── THE RECORDS ──

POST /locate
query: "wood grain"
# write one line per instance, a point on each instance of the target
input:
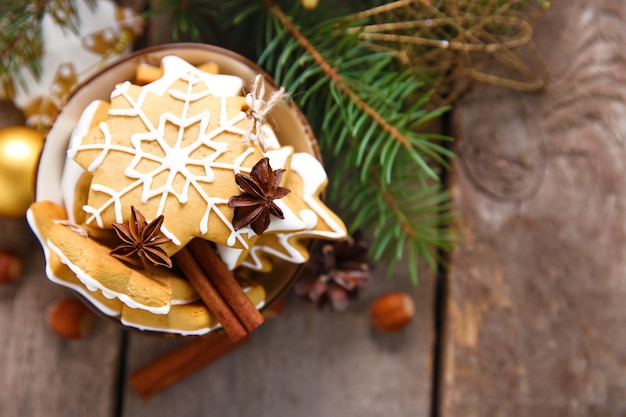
(42, 374)
(307, 362)
(535, 312)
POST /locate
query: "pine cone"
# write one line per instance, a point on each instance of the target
(336, 272)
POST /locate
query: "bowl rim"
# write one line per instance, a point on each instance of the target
(173, 47)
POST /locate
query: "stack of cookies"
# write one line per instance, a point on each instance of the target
(176, 184)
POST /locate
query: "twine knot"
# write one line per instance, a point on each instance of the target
(258, 110)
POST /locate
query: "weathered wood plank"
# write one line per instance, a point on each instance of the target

───

PROBLEM REQUIREMENTS >> Copy each line from the data that features the string "query".

EXERCISE ANSWER >>
query: "wood grain"
query: "pine cone"
query: "bowl rim"
query: "stack of cookies"
query: "twine knot"
query: "weathered wood plank"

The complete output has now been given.